WHAT YOU SHOULD DO: Can you copy each of the entries below word for word, with every character unchanged?

Stored data:
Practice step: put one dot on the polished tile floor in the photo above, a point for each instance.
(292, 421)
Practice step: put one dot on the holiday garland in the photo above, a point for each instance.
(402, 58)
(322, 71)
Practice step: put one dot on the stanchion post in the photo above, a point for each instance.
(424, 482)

FULL RESPONSE:
Practice step: put one dot on the polished tile floor in the photo above, a point for each instance.
(292, 421)
Practice step: put one dot on the holiday garland in the photo above, a point for each instance.
(402, 58)
(322, 71)
Practice step: put one dot on the stanchion post in the photo above, a point for each instance.
(424, 482)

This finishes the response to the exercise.